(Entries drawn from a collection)
━━━
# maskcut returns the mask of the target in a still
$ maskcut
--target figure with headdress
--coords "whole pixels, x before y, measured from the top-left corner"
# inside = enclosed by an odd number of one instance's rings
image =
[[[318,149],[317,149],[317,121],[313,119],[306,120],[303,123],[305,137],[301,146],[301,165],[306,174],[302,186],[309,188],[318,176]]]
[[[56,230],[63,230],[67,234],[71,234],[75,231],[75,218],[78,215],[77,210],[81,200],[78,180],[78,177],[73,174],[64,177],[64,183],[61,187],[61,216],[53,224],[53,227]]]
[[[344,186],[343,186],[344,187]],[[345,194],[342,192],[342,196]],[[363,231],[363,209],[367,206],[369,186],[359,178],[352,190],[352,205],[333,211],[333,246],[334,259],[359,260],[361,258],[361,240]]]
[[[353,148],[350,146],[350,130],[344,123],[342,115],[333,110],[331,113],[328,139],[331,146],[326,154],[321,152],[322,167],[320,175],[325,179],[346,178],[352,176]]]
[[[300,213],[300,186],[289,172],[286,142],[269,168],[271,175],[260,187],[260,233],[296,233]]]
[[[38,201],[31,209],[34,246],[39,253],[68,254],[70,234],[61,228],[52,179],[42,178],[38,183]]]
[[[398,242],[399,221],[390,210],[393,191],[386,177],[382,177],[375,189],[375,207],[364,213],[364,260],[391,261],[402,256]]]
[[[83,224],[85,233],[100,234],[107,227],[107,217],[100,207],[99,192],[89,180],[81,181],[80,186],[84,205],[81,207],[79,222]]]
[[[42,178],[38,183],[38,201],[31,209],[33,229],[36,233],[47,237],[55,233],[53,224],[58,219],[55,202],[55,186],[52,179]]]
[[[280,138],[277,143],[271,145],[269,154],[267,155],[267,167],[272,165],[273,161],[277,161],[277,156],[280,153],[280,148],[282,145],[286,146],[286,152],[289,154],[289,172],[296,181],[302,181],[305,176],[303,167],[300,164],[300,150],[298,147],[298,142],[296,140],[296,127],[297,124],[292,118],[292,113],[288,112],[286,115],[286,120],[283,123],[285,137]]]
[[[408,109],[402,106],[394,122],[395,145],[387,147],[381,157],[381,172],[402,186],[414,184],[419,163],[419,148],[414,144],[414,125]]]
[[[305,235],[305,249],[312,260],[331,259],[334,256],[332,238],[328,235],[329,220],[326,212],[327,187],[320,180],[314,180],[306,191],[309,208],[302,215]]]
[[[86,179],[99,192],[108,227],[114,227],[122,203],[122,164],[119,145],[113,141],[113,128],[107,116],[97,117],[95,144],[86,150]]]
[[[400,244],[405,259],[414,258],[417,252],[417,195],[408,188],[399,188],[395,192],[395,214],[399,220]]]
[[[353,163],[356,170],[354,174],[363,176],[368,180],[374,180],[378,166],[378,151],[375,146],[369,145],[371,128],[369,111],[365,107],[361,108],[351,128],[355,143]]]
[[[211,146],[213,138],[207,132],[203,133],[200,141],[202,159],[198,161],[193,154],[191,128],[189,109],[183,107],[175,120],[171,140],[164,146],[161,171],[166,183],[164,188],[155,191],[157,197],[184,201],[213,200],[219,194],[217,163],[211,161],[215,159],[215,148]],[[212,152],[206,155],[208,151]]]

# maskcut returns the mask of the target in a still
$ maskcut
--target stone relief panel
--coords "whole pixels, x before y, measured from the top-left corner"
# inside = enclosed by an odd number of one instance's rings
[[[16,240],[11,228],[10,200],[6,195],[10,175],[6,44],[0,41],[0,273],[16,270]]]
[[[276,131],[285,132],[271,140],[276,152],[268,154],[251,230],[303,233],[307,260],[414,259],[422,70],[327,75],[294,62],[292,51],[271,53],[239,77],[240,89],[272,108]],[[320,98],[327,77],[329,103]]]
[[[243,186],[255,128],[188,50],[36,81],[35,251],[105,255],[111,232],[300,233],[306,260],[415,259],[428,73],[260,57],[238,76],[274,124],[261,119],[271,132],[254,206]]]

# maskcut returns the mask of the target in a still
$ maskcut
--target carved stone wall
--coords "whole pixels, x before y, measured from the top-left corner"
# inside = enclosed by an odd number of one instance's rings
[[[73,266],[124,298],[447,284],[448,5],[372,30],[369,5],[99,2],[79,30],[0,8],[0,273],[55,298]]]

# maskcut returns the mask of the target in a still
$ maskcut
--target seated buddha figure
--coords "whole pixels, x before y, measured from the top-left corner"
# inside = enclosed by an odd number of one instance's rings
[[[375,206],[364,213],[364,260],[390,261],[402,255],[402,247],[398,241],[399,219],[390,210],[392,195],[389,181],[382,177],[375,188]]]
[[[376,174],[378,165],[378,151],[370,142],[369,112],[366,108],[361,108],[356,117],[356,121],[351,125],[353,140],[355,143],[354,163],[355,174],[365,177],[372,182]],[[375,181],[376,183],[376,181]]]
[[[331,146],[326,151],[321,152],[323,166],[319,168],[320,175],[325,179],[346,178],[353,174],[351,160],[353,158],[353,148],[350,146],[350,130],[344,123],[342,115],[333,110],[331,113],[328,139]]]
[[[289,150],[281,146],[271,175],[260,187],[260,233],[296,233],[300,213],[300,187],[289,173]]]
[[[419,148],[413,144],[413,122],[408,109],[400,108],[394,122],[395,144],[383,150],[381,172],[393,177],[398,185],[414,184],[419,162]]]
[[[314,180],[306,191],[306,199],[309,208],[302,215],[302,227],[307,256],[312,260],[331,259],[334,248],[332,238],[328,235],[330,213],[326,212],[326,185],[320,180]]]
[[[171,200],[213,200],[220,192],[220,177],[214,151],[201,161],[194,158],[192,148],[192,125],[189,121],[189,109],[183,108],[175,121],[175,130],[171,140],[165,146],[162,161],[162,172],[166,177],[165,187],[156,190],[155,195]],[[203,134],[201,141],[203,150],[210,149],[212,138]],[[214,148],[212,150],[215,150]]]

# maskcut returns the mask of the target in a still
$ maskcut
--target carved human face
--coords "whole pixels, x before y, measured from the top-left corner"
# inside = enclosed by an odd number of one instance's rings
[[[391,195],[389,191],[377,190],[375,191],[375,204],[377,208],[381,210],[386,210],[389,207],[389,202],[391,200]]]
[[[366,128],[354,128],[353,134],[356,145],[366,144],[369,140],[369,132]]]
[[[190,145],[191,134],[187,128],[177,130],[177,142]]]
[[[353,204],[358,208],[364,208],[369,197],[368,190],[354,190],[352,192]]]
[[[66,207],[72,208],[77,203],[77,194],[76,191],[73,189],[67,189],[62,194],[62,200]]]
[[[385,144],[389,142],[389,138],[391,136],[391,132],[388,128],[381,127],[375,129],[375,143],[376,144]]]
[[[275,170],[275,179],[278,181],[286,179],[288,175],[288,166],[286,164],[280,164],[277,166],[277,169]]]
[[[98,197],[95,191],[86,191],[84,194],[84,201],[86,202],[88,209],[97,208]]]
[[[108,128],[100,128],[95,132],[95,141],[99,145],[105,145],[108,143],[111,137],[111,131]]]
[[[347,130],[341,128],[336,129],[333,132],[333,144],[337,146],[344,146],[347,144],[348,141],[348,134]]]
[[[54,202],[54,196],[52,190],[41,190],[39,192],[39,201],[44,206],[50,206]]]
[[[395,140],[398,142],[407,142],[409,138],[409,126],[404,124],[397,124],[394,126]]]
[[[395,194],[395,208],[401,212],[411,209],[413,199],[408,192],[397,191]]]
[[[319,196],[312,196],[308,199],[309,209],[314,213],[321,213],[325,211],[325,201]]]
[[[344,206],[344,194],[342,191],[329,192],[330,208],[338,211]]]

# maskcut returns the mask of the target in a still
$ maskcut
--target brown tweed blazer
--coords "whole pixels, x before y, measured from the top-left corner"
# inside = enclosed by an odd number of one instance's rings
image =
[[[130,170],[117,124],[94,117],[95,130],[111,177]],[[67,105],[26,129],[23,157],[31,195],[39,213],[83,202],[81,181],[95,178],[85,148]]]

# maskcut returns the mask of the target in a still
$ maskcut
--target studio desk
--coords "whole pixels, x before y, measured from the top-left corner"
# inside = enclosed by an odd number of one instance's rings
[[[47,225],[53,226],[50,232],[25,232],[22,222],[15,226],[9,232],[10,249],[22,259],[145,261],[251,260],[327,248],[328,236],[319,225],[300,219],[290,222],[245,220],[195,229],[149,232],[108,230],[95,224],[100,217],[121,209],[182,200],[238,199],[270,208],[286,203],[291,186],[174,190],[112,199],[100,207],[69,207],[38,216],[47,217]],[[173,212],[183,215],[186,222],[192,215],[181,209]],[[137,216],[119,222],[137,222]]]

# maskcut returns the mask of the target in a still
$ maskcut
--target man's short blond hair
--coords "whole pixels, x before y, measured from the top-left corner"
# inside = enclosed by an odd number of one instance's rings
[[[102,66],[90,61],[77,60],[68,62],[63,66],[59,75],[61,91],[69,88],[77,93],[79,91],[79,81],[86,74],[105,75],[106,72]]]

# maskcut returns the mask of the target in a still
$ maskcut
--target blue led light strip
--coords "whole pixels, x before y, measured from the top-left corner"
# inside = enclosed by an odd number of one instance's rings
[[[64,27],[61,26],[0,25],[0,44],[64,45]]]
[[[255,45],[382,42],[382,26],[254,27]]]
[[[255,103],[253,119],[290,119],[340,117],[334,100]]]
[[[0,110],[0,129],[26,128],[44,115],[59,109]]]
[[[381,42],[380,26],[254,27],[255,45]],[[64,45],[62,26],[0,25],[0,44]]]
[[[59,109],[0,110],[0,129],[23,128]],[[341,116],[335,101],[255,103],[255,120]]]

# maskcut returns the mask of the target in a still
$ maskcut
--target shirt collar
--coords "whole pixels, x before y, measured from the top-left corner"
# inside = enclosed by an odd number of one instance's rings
━━━
● TASK REQUIREMENTS: Locate each line in the entries above that contains the word "figure", and copy every such line in full.

● FINAL RESULT:
--target figure with headdress
--target seated buddha figure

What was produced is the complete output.